Exercise inputs Block Start
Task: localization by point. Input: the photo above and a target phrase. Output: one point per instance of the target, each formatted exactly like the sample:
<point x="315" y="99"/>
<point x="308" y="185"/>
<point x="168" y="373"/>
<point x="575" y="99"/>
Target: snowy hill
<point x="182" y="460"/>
Exercise inputs Block End
Exercise inputs Block Start
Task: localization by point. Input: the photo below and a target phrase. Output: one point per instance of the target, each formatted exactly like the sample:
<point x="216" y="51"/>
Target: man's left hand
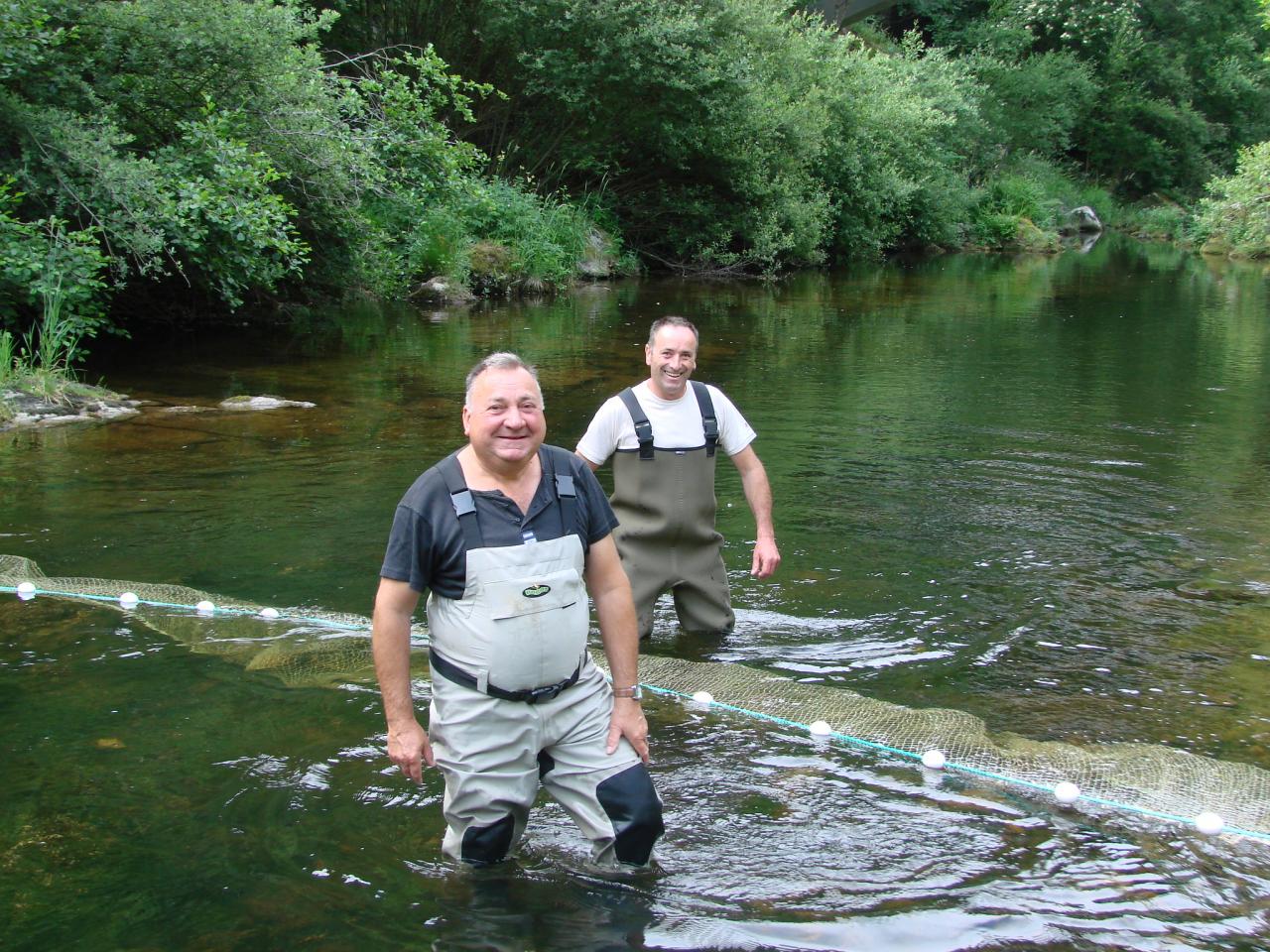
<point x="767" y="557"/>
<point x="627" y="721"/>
Exercise inputs Block End
## Problem:
Using the records above, report how many lines include "formatted", with no words around the number.

## Output for this task:
2